**Selected extract:**
This leads to our proposed *localized derivative estimator* of :math:`\theta(t)` as:

.. math::

    \hat{\theta}_C(t)= \frac{\sum_{i=1}^n \hat{\beta}_2(t,\textbf{S}_i) \cdot \bar{K}_T\left(\frac{T_i-t}{\hslash}\right)}{\sum_{j=1}^n \bar{K}_T\left(\frac{T_j-t}{\hslash}\right)}.


Fast Computing Algorithm
----------------------------

Let :math:`T_{(1)}\leq \cdots\leq T_{(n)}` be the order statistics of :math:`T_1,..., T_n` and let :math:`\Delta_j = T_{(j+1)} - T_{(j)}` for :math:`j=1,..., n-1` be the consecutive difference. 

* We can approximate :math:`\hat{m}_{\theta}(T_{(j)})` for :math:`j=1,...,n` as:

.. math::

    \hat{m}_{\theta}(T_{(j)}) \approx \frac{1}{n}\sum_{i=1}^n Y_i + \frac{1}{n}\sum_{i=1}^{n-1} \Delta_i \left[ i \cdot \hat{\theta}_C(T_{(i)}) \mathbb{1}_{ \{ i < j \} } - (n-i)\cdot \hat{\theta}_C(T_{(i+1)}) \mathbb{1}_{\{ i\geq j \} } \right].

* To evaluate :math:`\hat{m}_{\theta}(t)` for any arbitrary :math:`t`, we conduct a linear interpolation between :math:`\hat{m}_{\theta}(T_{(j)})` and :math:`\hat{m}_{\theta}(T_{(j+1)})` on the interval :math:`t\in\left[T_{(j)}, T_{(j+1)}\right]`.

Bootstrap Inference
----------------------------

We consider conducting inference on the dose-response curve :math:`m(t)` and its derivative effect :math:`\theta(t)=m'(t)` via nonparametric bootstrap. Other bootstrap methods, including residual bootstrap and wild bootstrap, also work under some modified conditions.

**Stored data:**

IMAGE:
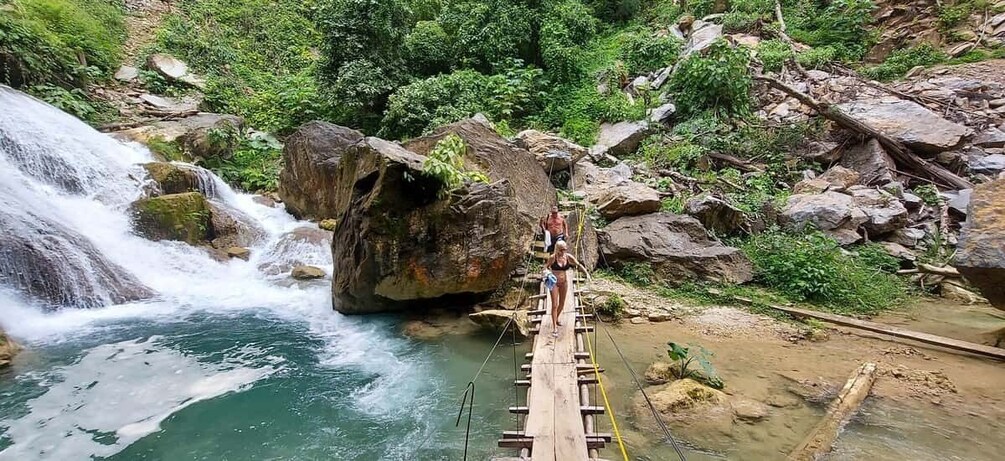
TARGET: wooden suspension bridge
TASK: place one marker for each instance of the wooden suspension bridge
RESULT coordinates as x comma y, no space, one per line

**Task set:**
1. Name every bootstrap method mentioned in the derivative estimator text.
2. Check each statement against the derivative estimator text and answer yes or no, quoting the words that decide it: (a) To get a value at an arbitrary point, the fast algorithm uses linear interpolation. (b) Inference on the dose-response curve is done with a parametric bootstrap. (c) Residual and wild bootstrap are said to work with no change in conditions.
3. Copy the derivative estimator text between "Fast Computing Algorithm" and "the consecutive difference.", inclusive.

**Correct answers:**
1.
- nonparametric bootstrap
- residual bootstrap
- wild bootstrap

2.
(a) Yes: "we conduct a linear interpolation"
(b) No: "via nonparametric bootstrap"
(c) No: "also work under some modified conditions"

3.
Fast Computing Algorithm
----------------------------

Let :math:`T_{(1)}\leq \cdots\leq T_{(n)}` be the order statistics of :math:`T_1,..., T_n` and let :math:`\Delta_j = T_{(j+1)} - T_{(j)}` for :math:`j=1,..., n-1` be the consecutive difference.